§ Provided information:
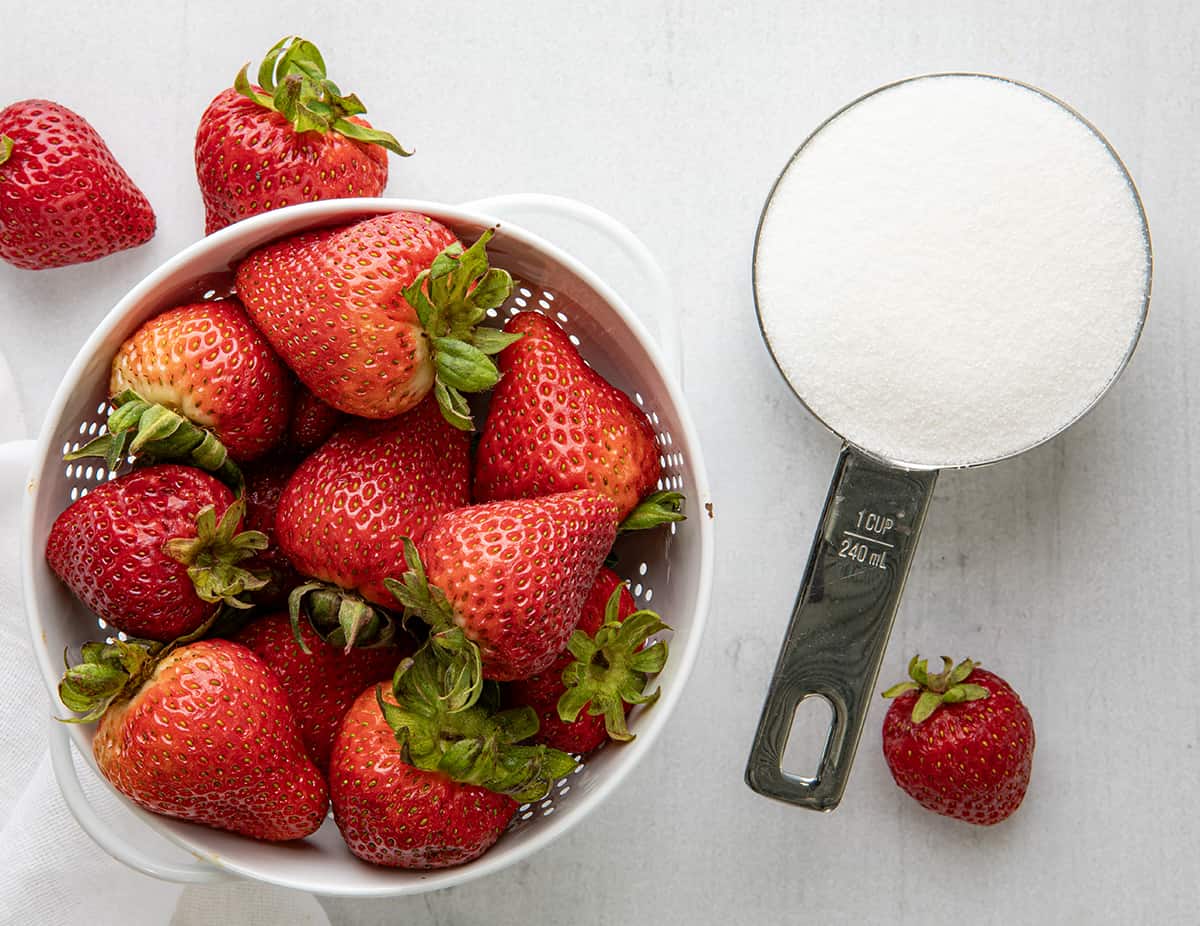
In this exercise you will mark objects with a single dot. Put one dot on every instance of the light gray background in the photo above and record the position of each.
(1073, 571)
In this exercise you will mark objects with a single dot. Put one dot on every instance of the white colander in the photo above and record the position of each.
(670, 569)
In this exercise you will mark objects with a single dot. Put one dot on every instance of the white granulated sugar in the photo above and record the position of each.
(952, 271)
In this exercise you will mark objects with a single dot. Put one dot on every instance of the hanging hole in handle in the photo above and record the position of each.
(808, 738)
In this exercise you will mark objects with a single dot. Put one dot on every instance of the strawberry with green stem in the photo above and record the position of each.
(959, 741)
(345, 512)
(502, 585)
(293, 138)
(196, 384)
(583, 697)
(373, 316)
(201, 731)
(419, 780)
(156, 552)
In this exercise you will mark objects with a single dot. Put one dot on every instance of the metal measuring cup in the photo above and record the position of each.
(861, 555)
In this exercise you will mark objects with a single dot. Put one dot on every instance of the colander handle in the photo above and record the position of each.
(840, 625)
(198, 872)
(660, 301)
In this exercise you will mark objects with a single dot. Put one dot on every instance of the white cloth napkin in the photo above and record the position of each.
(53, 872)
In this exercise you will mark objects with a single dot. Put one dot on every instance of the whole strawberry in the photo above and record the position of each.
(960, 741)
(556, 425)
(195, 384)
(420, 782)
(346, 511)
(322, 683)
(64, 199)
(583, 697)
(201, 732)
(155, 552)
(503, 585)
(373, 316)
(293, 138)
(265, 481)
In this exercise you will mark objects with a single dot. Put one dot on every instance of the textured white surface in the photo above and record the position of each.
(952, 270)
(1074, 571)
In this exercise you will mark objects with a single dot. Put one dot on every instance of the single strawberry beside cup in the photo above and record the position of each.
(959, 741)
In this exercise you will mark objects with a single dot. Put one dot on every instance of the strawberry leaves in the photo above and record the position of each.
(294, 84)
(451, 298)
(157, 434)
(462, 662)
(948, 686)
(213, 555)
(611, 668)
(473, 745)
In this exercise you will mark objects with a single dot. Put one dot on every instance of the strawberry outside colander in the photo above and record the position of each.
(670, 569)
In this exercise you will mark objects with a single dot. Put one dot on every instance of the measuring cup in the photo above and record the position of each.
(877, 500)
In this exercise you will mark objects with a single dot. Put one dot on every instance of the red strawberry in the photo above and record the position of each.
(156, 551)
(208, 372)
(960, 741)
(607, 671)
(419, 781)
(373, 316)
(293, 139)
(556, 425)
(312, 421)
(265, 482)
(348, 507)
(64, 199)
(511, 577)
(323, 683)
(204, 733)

§ Try it: When you copy the entries, keep every word exactly as it stands and drop any pictures.

§ Task result:
In this exercise you will mark objects with a single dot. Put one dot on every instance of the light gray background in the photo above and record the position of each.
(1073, 571)
In this exercise you will mark objects with a single dot. Put one dot on every instance of the white colander in the photo above and record the position of each.
(670, 569)
In this exercise you will mark objects with a single dot. Put one dot on every instance of the white granulated sugar in the photo above and record the position of each.
(952, 271)
In this exercise you will mark objects with a single dot. Put one dot on every instance of the hanging hole in handle in the photo above and record the position of each.
(808, 738)
In this exercise you will mark objects with a single dot. Put one dot on every instance of the strawberry with green stem in the photo above and record the position of each.
(959, 741)
(345, 512)
(502, 585)
(293, 138)
(196, 384)
(583, 697)
(373, 316)
(201, 731)
(419, 780)
(156, 552)
In this exercise you will mark objects with a single dot. Put one dot on every instance of the metal measuring cup in the photo above and record the position of each.
(861, 555)
In this exercise you will mark objects with a single dot. Put one dot on every instance of the colander handle in the photo above and record the position of each.
(840, 625)
(198, 872)
(660, 301)
In this exercise you will mark objects with a single dot. Put one dot on every instance of the white cloth napkin in the photo above and record the position of each.
(53, 872)
In this exercise you will mark objects with a single dot. Put one dot on every instance of the whole strawberry in the photo above and record the position of each.
(960, 741)
(556, 425)
(195, 384)
(420, 782)
(346, 511)
(322, 683)
(64, 199)
(583, 697)
(201, 732)
(155, 552)
(503, 585)
(373, 316)
(293, 138)
(265, 481)
In this exercise you will mark objects with a single dot. Put one dot on every instance of the textured white surface in the photo above and record the position of each.
(952, 270)
(1074, 571)
In this exercise you will mark objects with a single dot. Put one dot on every instance of the single strawberry beside cup in the photo above and record the position of each.
(959, 741)
In this exercise you will mark objects with a single dot. Put one dot on every instance of the strawberry leaves in the photo above and record the position of each.
(294, 84)
(451, 298)
(157, 434)
(462, 662)
(948, 686)
(213, 555)
(611, 668)
(473, 745)
In this exercise you will mark objects with a single dot. Put one dot on every instance of the strawberry outside colander in the photo above and record the position of each.
(670, 569)
In this exercise you will mark objects with a single dot. Put one dot on every instance of the measuring cup in the photo above and record the position of each.
(877, 500)
In this exercise you will mark objects with a single dot. Put one dot on every instance of the red strawberry in the photo above and record the position of each.
(156, 551)
(208, 372)
(960, 741)
(607, 671)
(419, 781)
(373, 316)
(293, 139)
(556, 425)
(312, 421)
(265, 482)
(348, 507)
(64, 199)
(511, 577)
(323, 683)
(204, 733)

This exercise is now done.